→ **Problem to work on**: Please copy each line from the entries that contains the string "teal".

→ **Recorded information**:
______________________________

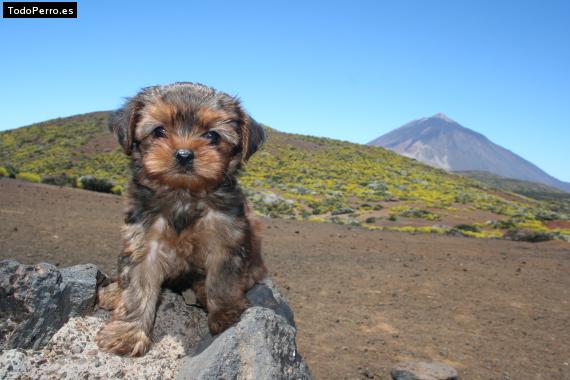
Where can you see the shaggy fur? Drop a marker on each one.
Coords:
(187, 217)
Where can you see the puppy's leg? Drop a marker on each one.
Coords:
(141, 277)
(109, 296)
(226, 283)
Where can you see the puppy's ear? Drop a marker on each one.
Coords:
(122, 123)
(253, 137)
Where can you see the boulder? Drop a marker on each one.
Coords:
(260, 346)
(43, 306)
(36, 300)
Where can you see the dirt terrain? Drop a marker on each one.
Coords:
(363, 300)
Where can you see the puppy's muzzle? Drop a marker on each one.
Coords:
(184, 157)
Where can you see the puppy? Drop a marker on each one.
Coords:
(187, 216)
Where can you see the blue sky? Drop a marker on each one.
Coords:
(347, 70)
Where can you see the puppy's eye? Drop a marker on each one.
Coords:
(212, 136)
(159, 132)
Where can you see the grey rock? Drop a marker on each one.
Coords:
(72, 353)
(424, 371)
(81, 283)
(189, 297)
(265, 294)
(36, 300)
(44, 307)
(260, 346)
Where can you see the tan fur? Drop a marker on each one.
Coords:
(183, 219)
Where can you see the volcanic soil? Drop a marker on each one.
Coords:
(363, 300)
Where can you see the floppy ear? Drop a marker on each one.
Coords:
(253, 137)
(122, 123)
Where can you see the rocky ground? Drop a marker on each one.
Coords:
(363, 300)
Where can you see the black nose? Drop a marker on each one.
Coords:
(184, 156)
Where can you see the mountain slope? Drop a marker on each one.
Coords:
(294, 176)
(442, 142)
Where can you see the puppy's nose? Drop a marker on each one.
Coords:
(184, 156)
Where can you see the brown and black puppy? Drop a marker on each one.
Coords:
(186, 212)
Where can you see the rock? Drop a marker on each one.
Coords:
(72, 353)
(265, 294)
(189, 297)
(424, 371)
(35, 301)
(81, 286)
(260, 346)
(41, 306)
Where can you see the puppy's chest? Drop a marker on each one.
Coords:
(192, 229)
(181, 216)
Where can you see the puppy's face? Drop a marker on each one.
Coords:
(186, 135)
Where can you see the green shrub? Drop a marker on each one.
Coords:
(59, 180)
(468, 227)
(518, 234)
(30, 177)
(117, 189)
(92, 183)
(12, 171)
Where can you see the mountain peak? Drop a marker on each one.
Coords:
(442, 116)
(442, 142)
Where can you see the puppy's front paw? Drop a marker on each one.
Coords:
(109, 297)
(221, 320)
(123, 338)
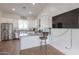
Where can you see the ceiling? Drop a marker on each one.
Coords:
(23, 9)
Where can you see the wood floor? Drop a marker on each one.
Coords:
(37, 51)
(13, 48)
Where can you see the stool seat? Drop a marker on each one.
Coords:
(43, 38)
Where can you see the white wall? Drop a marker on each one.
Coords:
(63, 42)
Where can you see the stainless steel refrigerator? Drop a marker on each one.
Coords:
(6, 31)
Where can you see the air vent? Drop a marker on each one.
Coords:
(23, 17)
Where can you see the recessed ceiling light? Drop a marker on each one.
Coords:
(13, 9)
(30, 12)
(33, 3)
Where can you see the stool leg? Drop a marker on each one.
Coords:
(40, 44)
(45, 44)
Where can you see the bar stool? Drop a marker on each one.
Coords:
(43, 39)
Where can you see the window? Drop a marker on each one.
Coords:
(23, 24)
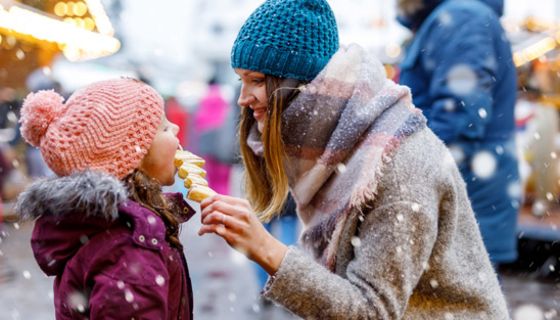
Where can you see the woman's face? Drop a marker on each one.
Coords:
(158, 162)
(253, 94)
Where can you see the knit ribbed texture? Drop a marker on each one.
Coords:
(107, 126)
(287, 38)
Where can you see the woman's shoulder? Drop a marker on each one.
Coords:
(421, 164)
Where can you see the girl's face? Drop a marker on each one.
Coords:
(253, 95)
(158, 163)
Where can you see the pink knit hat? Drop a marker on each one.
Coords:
(107, 126)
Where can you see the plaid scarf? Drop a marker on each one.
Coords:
(338, 133)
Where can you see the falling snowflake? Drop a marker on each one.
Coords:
(528, 312)
(484, 164)
(514, 190)
(77, 301)
(482, 113)
(356, 242)
(434, 283)
(539, 208)
(128, 296)
(160, 280)
(461, 79)
(341, 168)
(457, 153)
(500, 150)
(449, 105)
(445, 18)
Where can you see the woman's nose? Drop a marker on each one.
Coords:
(245, 99)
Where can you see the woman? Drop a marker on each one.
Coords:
(388, 228)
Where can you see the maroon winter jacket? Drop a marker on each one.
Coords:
(108, 253)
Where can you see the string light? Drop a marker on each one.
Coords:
(76, 43)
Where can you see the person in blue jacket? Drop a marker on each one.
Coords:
(460, 69)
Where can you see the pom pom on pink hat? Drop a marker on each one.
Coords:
(107, 126)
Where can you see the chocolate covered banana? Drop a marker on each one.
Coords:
(198, 193)
(193, 179)
(190, 170)
(184, 156)
(186, 169)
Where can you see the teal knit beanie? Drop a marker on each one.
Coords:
(287, 38)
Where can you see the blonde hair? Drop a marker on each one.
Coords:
(266, 182)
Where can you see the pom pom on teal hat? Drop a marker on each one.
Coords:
(287, 38)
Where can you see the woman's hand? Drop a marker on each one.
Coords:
(234, 220)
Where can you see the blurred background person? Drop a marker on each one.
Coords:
(460, 69)
(211, 115)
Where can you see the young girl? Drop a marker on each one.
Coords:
(388, 229)
(103, 227)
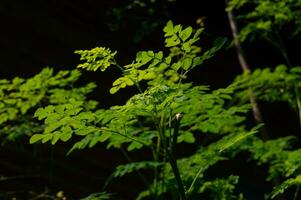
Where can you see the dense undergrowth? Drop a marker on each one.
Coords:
(168, 111)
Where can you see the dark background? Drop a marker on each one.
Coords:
(35, 34)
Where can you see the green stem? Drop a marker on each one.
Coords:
(298, 104)
(173, 161)
(194, 181)
(296, 192)
(127, 136)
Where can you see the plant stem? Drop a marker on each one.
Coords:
(194, 180)
(246, 69)
(127, 136)
(172, 159)
(296, 192)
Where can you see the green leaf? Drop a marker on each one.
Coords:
(185, 34)
(113, 90)
(35, 138)
(187, 63)
(168, 29)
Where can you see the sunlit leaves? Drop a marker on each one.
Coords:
(96, 58)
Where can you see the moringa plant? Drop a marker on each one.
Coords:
(165, 112)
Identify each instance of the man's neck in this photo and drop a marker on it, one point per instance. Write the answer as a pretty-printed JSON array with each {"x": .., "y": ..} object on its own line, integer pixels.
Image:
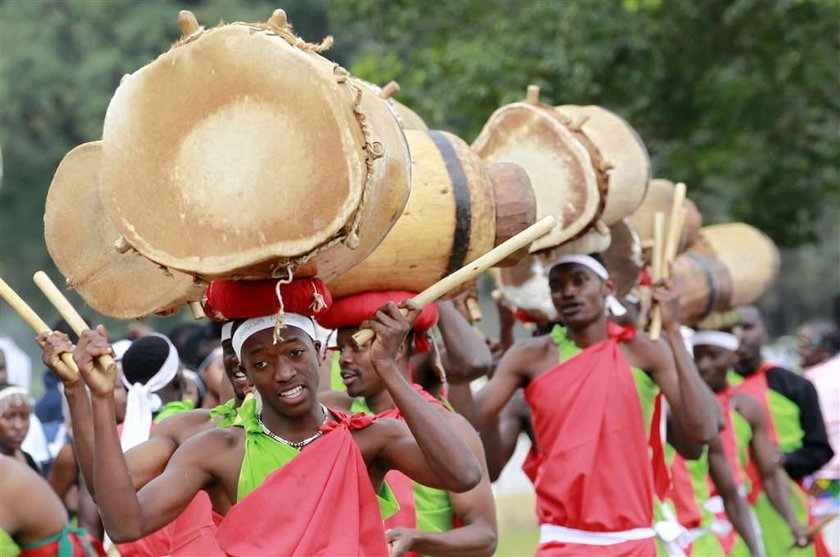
[
  {"x": 293, "y": 428},
  {"x": 589, "y": 334}
]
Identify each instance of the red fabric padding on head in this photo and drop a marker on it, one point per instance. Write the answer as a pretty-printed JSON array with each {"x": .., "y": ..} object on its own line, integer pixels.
[
  {"x": 243, "y": 299},
  {"x": 350, "y": 311}
]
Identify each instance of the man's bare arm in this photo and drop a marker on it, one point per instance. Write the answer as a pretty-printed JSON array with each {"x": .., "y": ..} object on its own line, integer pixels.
[{"x": 735, "y": 505}]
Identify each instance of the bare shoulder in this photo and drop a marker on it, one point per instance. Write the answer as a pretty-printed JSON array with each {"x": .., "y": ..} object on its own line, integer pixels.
[
  {"x": 749, "y": 408},
  {"x": 335, "y": 399},
  {"x": 183, "y": 425}
]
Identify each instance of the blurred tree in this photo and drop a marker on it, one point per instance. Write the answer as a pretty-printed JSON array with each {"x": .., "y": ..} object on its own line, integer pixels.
[{"x": 738, "y": 98}]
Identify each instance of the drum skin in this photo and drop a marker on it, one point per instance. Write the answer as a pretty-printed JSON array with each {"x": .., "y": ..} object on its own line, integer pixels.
[
  {"x": 452, "y": 217},
  {"x": 80, "y": 239},
  {"x": 238, "y": 153}
]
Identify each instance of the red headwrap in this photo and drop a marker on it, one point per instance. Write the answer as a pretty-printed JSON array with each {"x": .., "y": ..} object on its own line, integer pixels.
[
  {"x": 244, "y": 299},
  {"x": 350, "y": 311}
]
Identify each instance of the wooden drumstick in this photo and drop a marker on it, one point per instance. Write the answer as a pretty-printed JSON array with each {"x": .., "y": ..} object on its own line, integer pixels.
[
  {"x": 67, "y": 311},
  {"x": 197, "y": 311},
  {"x": 32, "y": 319},
  {"x": 656, "y": 270},
  {"x": 472, "y": 270},
  {"x": 474, "y": 309}
]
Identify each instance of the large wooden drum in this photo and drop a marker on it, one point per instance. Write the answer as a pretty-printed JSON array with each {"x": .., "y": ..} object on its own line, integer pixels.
[
  {"x": 730, "y": 265},
  {"x": 241, "y": 152},
  {"x": 459, "y": 209},
  {"x": 621, "y": 150},
  {"x": 566, "y": 181},
  {"x": 526, "y": 286},
  {"x": 80, "y": 240}
]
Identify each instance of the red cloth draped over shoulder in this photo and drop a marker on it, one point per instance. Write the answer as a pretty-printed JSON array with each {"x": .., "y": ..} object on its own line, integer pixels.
[
  {"x": 320, "y": 503},
  {"x": 595, "y": 471}
]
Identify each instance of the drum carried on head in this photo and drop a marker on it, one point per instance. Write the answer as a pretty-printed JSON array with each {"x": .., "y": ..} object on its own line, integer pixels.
[
  {"x": 459, "y": 209},
  {"x": 80, "y": 240},
  {"x": 730, "y": 265},
  {"x": 242, "y": 153},
  {"x": 587, "y": 165}
]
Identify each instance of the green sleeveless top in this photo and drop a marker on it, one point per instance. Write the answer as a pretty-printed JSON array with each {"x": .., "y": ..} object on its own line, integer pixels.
[
  {"x": 8, "y": 547},
  {"x": 264, "y": 455},
  {"x": 433, "y": 508},
  {"x": 174, "y": 407}
]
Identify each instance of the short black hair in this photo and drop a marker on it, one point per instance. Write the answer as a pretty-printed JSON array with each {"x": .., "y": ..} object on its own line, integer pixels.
[{"x": 144, "y": 358}]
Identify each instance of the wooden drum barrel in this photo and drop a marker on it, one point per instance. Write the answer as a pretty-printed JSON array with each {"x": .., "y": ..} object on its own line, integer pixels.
[
  {"x": 80, "y": 240},
  {"x": 241, "y": 151},
  {"x": 459, "y": 209},
  {"x": 731, "y": 265}
]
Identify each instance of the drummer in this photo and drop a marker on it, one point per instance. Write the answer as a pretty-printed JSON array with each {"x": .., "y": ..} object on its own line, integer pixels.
[
  {"x": 597, "y": 490},
  {"x": 328, "y": 460},
  {"x": 430, "y": 521}
]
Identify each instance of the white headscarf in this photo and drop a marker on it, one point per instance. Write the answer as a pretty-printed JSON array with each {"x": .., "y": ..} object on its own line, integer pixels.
[
  {"x": 613, "y": 305},
  {"x": 257, "y": 324},
  {"x": 142, "y": 401}
]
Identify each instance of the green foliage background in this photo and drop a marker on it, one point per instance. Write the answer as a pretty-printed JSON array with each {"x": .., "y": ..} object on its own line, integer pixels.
[{"x": 738, "y": 98}]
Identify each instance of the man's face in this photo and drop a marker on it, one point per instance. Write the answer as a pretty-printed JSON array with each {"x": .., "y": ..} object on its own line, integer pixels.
[
  {"x": 357, "y": 371},
  {"x": 751, "y": 334},
  {"x": 713, "y": 362},
  {"x": 578, "y": 294},
  {"x": 14, "y": 425},
  {"x": 286, "y": 373},
  {"x": 234, "y": 371}
]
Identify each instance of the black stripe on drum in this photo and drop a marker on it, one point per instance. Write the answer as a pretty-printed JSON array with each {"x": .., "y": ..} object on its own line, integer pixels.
[
  {"x": 463, "y": 209},
  {"x": 710, "y": 283}
]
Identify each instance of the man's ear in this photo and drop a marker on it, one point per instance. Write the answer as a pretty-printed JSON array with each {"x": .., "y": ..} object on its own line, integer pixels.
[{"x": 609, "y": 286}]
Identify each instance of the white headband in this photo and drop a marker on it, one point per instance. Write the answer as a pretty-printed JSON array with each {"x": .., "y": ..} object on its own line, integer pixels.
[
  {"x": 257, "y": 324},
  {"x": 727, "y": 341},
  {"x": 613, "y": 305},
  {"x": 226, "y": 330},
  {"x": 142, "y": 400}
]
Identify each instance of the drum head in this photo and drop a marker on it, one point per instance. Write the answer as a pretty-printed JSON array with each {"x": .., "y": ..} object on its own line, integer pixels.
[
  {"x": 233, "y": 148},
  {"x": 559, "y": 166},
  {"x": 80, "y": 239}
]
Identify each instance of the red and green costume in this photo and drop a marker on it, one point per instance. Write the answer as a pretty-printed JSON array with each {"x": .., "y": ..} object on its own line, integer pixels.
[
  {"x": 420, "y": 507},
  {"x": 595, "y": 482},
  {"x": 318, "y": 501},
  {"x": 785, "y": 431}
]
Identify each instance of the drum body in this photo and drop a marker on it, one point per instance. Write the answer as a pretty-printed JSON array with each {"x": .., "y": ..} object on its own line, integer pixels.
[
  {"x": 565, "y": 179},
  {"x": 621, "y": 151},
  {"x": 239, "y": 153},
  {"x": 80, "y": 240},
  {"x": 731, "y": 265},
  {"x": 526, "y": 286},
  {"x": 450, "y": 220}
]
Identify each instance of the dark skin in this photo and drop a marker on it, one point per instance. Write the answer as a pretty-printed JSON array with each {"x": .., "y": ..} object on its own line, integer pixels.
[
  {"x": 713, "y": 363},
  {"x": 475, "y": 508},
  {"x": 433, "y": 455},
  {"x": 31, "y": 510},
  {"x": 147, "y": 460},
  {"x": 580, "y": 297}
]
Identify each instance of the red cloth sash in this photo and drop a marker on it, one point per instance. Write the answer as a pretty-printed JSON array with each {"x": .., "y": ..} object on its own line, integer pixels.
[
  {"x": 320, "y": 503},
  {"x": 755, "y": 386},
  {"x": 595, "y": 472}
]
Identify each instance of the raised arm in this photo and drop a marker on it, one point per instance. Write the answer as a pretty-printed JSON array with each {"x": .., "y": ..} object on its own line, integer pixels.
[
  {"x": 440, "y": 448},
  {"x": 689, "y": 398},
  {"x": 735, "y": 505},
  {"x": 467, "y": 356},
  {"x": 768, "y": 461},
  {"x": 477, "y": 536},
  {"x": 126, "y": 514}
]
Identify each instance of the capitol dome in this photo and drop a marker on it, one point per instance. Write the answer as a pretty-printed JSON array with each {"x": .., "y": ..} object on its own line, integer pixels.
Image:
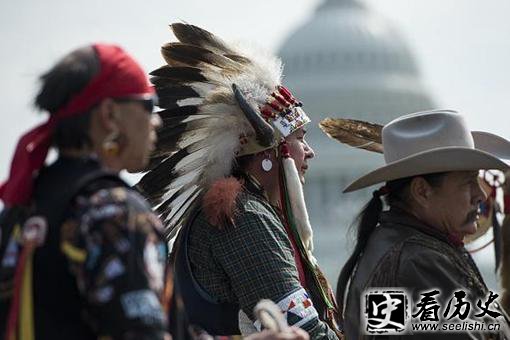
[{"x": 347, "y": 61}]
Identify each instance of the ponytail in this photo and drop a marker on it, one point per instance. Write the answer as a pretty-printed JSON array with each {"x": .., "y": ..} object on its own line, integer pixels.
[
  {"x": 395, "y": 192},
  {"x": 367, "y": 221}
]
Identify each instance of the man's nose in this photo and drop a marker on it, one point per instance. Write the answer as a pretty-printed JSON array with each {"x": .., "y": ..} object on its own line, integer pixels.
[
  {"x": 309, "y": 151},
  {"x": 479, "y": 195},
  {"x": 156, "y": 121}
]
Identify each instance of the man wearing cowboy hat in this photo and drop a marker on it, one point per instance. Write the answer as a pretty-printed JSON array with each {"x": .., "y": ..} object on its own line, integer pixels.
[{"x": 432, "y": 191}]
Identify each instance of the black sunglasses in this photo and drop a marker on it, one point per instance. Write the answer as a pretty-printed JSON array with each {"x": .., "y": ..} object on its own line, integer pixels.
[{"x": 148, "y": 103}]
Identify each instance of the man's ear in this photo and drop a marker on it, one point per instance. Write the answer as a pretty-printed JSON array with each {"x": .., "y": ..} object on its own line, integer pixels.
[
  {"x": 107, "y": 118},
  {"x": 420, "y": 191}
]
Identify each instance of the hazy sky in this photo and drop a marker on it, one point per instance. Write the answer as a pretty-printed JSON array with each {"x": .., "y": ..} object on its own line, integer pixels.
[{"x": 462, "y": 46}]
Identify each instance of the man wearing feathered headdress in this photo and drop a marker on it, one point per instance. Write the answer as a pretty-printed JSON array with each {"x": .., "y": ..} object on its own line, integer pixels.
[{"x": 227, "y": 177}]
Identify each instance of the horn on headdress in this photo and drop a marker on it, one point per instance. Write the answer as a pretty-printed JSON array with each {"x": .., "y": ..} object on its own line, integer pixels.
[{"x": 263, "y": 131}]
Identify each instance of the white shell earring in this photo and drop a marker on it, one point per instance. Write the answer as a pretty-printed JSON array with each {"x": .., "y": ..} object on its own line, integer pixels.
[{"x": 267, "y": 165}]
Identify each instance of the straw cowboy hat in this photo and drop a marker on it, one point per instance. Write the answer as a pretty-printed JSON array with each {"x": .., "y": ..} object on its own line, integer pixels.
[{"x": 430, "y": 142}]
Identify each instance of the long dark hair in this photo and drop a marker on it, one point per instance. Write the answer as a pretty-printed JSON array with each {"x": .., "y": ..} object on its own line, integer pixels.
[
  {"x": 394, "y": 191},
  {"x": 67, "y": 78}
]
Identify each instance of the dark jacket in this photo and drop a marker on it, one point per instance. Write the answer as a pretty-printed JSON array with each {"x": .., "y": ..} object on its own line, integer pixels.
[
  {"x": 223, "y": 270},
  {"x": 404, "y": 252},
  {"x": 101, "y": 267}
]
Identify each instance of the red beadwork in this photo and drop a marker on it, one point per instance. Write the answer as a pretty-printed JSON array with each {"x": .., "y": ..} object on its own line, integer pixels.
[
  {"x": 276, "y": 106},
  {"x": 284, "y": 92},
  {"x": 281, "y": 100},
  {"x": 284, "y": 150},
  {"x": 267, "y": 112}
]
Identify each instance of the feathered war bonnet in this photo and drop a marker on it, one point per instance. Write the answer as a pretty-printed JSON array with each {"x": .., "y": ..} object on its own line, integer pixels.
[{"x": 218, "y": 102}]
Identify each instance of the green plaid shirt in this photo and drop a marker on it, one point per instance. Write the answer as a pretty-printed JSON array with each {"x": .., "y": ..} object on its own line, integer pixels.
[{"x": 249, "y": 260}]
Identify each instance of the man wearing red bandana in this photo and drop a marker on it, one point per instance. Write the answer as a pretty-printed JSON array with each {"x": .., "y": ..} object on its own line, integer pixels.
[{"x": 82, "y": 254}]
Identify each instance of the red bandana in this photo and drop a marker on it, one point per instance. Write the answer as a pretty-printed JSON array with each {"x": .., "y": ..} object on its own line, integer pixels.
[{"x": 119, "y": 76}]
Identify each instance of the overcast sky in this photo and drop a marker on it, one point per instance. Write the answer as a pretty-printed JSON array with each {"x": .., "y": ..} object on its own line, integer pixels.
[{"x": 462, "y": 46}]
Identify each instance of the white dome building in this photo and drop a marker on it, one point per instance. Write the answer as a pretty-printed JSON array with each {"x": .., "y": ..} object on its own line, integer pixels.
[{"x": 346, "y": 61}]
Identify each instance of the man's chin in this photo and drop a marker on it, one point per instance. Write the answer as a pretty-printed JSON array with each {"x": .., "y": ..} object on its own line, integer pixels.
[{"x": 470, "y": 228}]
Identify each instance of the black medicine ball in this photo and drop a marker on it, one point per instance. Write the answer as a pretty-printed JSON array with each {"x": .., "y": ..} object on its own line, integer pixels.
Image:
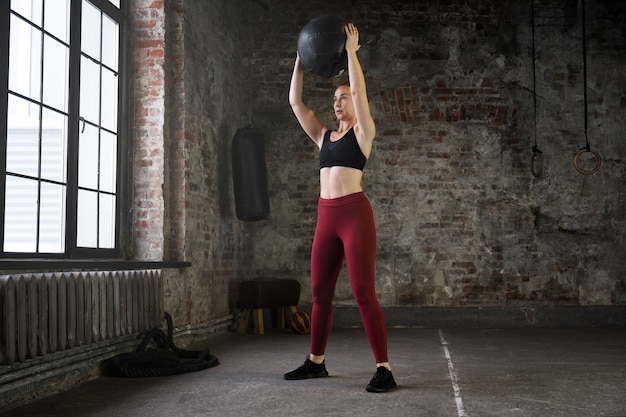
[{"x": 322, "y": 46}]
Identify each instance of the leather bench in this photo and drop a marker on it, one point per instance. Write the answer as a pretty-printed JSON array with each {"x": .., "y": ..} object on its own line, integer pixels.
[{"x": 257, "y": 294}]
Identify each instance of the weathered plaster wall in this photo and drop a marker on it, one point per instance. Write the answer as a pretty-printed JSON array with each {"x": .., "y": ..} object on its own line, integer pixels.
[{"x": 461, "y": 220}]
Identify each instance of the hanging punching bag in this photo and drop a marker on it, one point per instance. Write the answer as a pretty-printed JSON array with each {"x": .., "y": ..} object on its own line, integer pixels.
[{"x": 250, "y": 175}]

______________________________

→ **Answer box**:
Where can you see the teal knit beanie? Drop a marker on each one.
Where can you see the pom pom on teal hat? Drop a marker on each one.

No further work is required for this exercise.